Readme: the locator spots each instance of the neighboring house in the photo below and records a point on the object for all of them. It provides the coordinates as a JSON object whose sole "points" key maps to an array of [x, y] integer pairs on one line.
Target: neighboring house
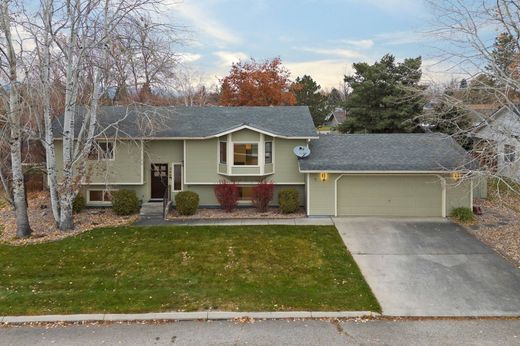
{"points": [[498, 135], [195, 148], [335, 118]]}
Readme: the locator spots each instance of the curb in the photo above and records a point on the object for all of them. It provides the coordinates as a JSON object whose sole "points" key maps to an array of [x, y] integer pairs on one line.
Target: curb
{"points": [[185, 316]]}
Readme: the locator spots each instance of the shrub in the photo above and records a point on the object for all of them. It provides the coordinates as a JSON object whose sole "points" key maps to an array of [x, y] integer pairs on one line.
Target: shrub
{"points": [[187, 202], [288, 200], [227, 195], [79, 204], [125, 202], [463, 214], [262, 195]]}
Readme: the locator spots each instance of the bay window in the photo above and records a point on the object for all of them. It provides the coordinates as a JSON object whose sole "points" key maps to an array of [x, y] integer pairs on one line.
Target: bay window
{"points": [[245, 154]]}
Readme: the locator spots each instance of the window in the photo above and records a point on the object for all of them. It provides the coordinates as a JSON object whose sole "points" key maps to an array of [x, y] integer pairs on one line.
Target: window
{"points": [[223, 152], [102, 151], [246, 193], [245, 154], [177, 177], [100, 196], [509, 153], [268, 152]]}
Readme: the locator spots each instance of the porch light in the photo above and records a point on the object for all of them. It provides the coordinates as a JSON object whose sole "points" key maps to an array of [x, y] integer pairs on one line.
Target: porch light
{"points": [[324, 176]]}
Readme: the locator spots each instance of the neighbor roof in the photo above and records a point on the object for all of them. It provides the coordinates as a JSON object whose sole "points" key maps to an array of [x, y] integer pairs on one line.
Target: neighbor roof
{"points": [[199, 122], [384, 152]]}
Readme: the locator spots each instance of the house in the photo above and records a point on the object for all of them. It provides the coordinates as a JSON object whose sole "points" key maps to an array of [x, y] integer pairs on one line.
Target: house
{"points": [[194, 148], [498, 138], [335, 118]]}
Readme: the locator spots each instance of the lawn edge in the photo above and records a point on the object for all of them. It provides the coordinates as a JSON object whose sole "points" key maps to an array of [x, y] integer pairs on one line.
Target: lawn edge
{"points": [[184, 316]]}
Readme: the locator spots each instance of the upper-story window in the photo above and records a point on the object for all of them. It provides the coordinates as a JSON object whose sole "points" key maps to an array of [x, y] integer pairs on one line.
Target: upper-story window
{"points": [[509, 153], [245, 154], [102, 151], [268, 152], [223, 152]]}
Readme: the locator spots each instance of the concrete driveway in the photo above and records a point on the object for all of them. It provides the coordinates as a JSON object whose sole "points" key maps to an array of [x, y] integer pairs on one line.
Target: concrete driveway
{"points": [[431, 268]]}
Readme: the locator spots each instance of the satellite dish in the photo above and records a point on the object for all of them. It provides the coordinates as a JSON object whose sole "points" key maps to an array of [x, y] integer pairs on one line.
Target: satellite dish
{"points": [[301, 151]]}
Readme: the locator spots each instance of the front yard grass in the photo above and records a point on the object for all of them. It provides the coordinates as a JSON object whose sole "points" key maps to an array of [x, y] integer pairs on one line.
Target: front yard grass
{"points": [[176, 268]]}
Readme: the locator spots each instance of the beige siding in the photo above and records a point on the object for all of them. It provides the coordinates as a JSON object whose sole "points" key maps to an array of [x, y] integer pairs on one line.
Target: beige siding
{"points": [[245, 136], [124, 169], [457, 194], [286, 163], [201, 161], [321, 195], [167, 152]]}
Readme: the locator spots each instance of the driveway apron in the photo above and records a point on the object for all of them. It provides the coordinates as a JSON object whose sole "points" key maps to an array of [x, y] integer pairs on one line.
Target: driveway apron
{"points": [[430, 267]]}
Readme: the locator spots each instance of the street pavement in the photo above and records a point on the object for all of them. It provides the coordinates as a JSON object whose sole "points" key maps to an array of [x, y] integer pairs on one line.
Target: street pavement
{"points": [[273, 332]]}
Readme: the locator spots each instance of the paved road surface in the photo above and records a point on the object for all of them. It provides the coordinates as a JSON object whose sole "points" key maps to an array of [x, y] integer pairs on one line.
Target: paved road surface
{"points": [[274, 332]]}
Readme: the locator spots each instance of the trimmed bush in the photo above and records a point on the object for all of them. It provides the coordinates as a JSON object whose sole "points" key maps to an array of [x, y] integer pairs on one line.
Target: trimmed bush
{"points": [[288, 200], [262, 195], [227, 195], [79, 204], [186, 202], [463, 214], [125, 202]]}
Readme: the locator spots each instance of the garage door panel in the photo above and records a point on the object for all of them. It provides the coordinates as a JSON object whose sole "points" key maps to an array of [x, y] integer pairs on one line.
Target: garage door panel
{"points": [[389, 196]]}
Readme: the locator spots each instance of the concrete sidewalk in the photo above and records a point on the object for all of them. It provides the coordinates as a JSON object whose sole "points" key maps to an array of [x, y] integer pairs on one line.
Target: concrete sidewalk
{"points": [[302, 221], [186, 316]]}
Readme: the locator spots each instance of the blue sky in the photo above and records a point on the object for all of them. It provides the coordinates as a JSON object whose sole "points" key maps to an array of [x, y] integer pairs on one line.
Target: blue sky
{"points": [[317, 37]]}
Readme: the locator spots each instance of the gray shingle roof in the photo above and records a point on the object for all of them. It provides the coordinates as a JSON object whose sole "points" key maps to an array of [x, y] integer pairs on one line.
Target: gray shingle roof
{"points": [[133, 121], [384, 152]]}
· · · · ·
The preceding entries are to be written out again exactly, with the pictures removed.

▶ _RESPONSE BOX_:
Readme: the locator spots each instance of the neighboring house in the photo below and records a point on the object for all of them. It provides the coordinates as a JSON object whose sole "points" key maps to an array of [x, y] integer pairs on one line.
Target: neighboring house
{"points": [[498, 135], [195, 148], [335, 118]]}
Readme: the locator spots each instance of the curb in the photo above and records a point on the object for all of them. It provides the coordinates as a JSON object whose sole "points" key maps to an array of [x, y] integer pairs on one line.
Target: curb
{"points": [[185, 316]]}
Readme: the locator spots each instance of the shrub in the photo above and records a point on the object for all of them. It provides the coordinates as a JSON object whose sole "points" key maps to an array of [x, y] integer pairs on one line.
Target: shrub
{"points": [[187, 202], [288, 200], [227, 195], [79, 204], [125, 202], [463, 214], [262, 195]]}
Readme: the locator spots each instance of the bay window in the photo above and records a point on the object for all of them. It provides the coordinates as a JSON object whose sole "points" key maps to an array of [x, y] integer pairs on one line.
Target: bay window
{"points": [[245, 154]]}
Readme: the locator spots each instance of the window in the photo above and records a point on the object for all of them. It provides the coordinates as a JSON object whose sole "points" key maps to an array of [x, y] integer pairs on one line.
Target: window
{"points": [[223, 152], [102, 151], [246, 193], [245, 154], [177, 177], [100, 196], [509, 153], [268, 152]]}
Readme: the locator spots each instance of the porch light in the photo above and records a point on the object for all of them. It provides the coordinates as a JSON object whose sole "points" key maps to an array of [x, y] integer pairs on one line.
Target: porch light
{"points": [[324, 176]]}
Readme: the locator spots each instance of the neighbor roof in the photo above and records a point on the object for all of them. It provides the coordinates as a JSON object whose sole "points" key maps to an array of [x, y] integer pairs on one line.
Target: neighbor roof
{"points": [[199, 122], [384, 152]]}
Readme: the locator spots each instance of the house in the photo above and records a point on the object for all of them. It provides the coordinates as a JSON object whose sole "points" key maps to an array of [x, y] integer pairs on one line.
Target: house
{"points": [[194, 148], [498, 138], [335, 118]]}
Readme: the locator spots each instance of the lawn edge in the photo above and records a point on the object for all of them. It provides the coordinates as a JSON object whose sole "points" key maps to an array of [x, y] integer pairs on one line.
Target: lawn edge
{"points": [[184, 316]]}
Readme: the locator spots each instance of the upper-story window in the photo above and records a point on the object for all of them. It provides the coordinates as a JSON object whose sole "points" key maps to an array of [x, y] integer pairs on one line.
Target: upper-story window
{"points": [[509, 153], [245, 154], [102, 151], [268, 152], [223, 152]]}
Readme: the locator spots each instance of the concrete driveway in the photo above and records a point on the object for all of them. It provides the coordinates as a JSON object whose sole "points" key maps to an array of [x, y] integer pairs on one line.
Target: concrete driveway
{"points": [[431, 268]]}
Readme: the locator spots each instance of the satellite dish in the photo above and records a point on the object for all of them. It provides the coordinates as a JSON object whose sole "points" key maps to an array of [x, y] integer pairs on one line.
Target: satellite dish
{"points": [[301, 151]]}
Readme: the locator spots each instance of the front yard grass in the photo above and records a point on the object for all of them. It provides the coordinates as a JSON object whose sole "points" key maps to an array of [x, y] integer pairs on one line.
Target: front yard grass
{"points": [[176, 268]]}
Readme: the locator spots each instance of the beige siding in the photo above and records a point on the object for all of them. It provides the coordinates as a JSON object whose sole "points" key maps to an array of [x, y] integer pairs on one line.
Target: beige siding
{"points": [[245, 136], [124, 169], [457, 194], [286, 163], [201, 161], [321, 195], [167, 152]]}
Readme: the locator spots each instance of the driveway apron in the photo above and records a point on the object for all of them. It provides the coordinates as a JSON object whose sole "points" key maps to an array of [x, y] integer pairs on one line.
Target: driveway apron
{"points": [[430, 267]]}
Readme: the locator spots each instance of the street pavement in the photo above and records a point on the object for all of them. It provides the coordinates as a JSON object whose sole "points" key maps to an array of [x, y] integer pairs on one line.
Target: street pavement
{"points": [[273, 332]]}
Readme: the locator spots each instance of the paved road surface in the photo above and records a point on the object for all of them. It provides the coordinates as a JSON object whose sole "points" key maps to an array of [x, y] integer pairs on one line.
Target: paved road surface
{"points": [[274, 332]]}
Readme: the locator spots each instance of the trimmed bush in the photo above and records a point on the object for all of them. It provides the coordinates as a JSON object whose sole "points" key maps to an array of [x, y] integer pairs on one line.
Target: trimmed bush
{"points": [[288, 200], [262, 195], [227, 195], [79, 204], [186, 202], [463, 214], [125, 202]]}
Readme: the locator spots each instance of the garage door panel in the photo above and records a point on the object for all of them. It provides the coordinates as a JSON object whose sole "points" key maps to an array of [x, y] integer pairs on one line.
Target: garage door panel
{"points": [[389, 196]]}
Readme: the locator spots each instance of the concrete sidewalk in the photo above and records a point on the object for all of them. It provides the coordinates as a JSON object whose sole "points" key maps to an array of [x, y] integer pairs on one line.
Target: concrete sidewalk
{"points": [[302, 221], [186, 316]]}
Readme: the locator spots each instance of the blue sky in the photo above and records a point on the object for all of them. It provides the coordinates as a JSON object whose sole "points" key maps to an array of [x, y] integer pairs on one line.
Target: blue sky
{"points": [[317, 37]]}
Readme: the locator spots each instance of the gray shingle roof in the photo above and records a point on the object for all of them. It provides the coordinates as a JSON object whose sole "points" key maps to an array of [x, y] integer pairs on one line.
Target: gray shingle roof
{"points": [[133, 121], [384, 152]]}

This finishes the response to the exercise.